__About this task__:
Bring together copies of the lines in the data below that contain the word "valley".

__Given records__:
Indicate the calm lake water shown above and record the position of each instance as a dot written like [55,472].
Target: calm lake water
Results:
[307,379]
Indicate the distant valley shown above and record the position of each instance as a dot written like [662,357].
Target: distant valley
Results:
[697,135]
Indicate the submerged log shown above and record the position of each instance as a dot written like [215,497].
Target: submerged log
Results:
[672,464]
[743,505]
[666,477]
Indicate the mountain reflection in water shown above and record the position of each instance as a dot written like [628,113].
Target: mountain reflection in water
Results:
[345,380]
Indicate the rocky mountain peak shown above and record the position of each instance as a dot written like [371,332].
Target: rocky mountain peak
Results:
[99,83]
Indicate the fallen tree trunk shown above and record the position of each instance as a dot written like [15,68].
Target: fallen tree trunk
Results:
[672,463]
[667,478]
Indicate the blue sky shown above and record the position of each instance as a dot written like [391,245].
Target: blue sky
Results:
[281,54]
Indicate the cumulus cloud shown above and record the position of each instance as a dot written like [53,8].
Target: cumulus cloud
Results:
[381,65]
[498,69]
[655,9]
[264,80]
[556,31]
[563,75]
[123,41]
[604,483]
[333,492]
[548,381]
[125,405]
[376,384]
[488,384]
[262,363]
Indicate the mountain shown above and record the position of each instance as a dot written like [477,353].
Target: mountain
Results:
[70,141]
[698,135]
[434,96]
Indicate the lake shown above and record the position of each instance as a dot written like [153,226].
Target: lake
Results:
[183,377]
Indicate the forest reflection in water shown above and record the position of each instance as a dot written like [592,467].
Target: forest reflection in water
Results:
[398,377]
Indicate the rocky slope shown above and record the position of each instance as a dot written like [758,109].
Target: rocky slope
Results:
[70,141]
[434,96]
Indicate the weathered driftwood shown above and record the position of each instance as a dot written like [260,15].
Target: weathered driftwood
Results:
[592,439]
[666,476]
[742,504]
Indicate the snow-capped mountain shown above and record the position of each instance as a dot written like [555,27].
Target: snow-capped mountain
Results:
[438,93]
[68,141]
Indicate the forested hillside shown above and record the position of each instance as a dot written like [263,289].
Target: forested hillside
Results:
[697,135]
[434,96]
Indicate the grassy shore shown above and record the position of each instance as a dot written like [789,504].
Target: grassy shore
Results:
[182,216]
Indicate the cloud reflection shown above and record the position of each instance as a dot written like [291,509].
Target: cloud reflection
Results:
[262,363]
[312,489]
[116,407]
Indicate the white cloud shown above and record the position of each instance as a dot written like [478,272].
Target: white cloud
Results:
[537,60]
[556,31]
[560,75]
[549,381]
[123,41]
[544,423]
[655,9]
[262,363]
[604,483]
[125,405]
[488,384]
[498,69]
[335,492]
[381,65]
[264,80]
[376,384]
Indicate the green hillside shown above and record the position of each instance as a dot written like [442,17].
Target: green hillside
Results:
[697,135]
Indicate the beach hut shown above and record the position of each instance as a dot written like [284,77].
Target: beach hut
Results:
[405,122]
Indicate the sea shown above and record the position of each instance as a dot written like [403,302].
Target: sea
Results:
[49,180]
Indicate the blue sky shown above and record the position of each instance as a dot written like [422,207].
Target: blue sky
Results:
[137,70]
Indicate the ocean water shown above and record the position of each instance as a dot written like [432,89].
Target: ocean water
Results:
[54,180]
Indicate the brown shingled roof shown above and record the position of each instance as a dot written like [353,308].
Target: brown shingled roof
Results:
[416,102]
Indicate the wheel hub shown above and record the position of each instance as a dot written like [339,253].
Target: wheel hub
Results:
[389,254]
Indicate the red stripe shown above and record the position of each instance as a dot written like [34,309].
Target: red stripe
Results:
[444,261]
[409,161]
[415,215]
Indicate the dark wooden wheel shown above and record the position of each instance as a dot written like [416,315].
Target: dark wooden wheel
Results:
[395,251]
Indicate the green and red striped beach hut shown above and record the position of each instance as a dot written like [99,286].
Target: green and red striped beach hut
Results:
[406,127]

__Task answer__:
Indicate the distant valley shown above and record the position of each instance as a dot written like [662,357].
Target: distant valley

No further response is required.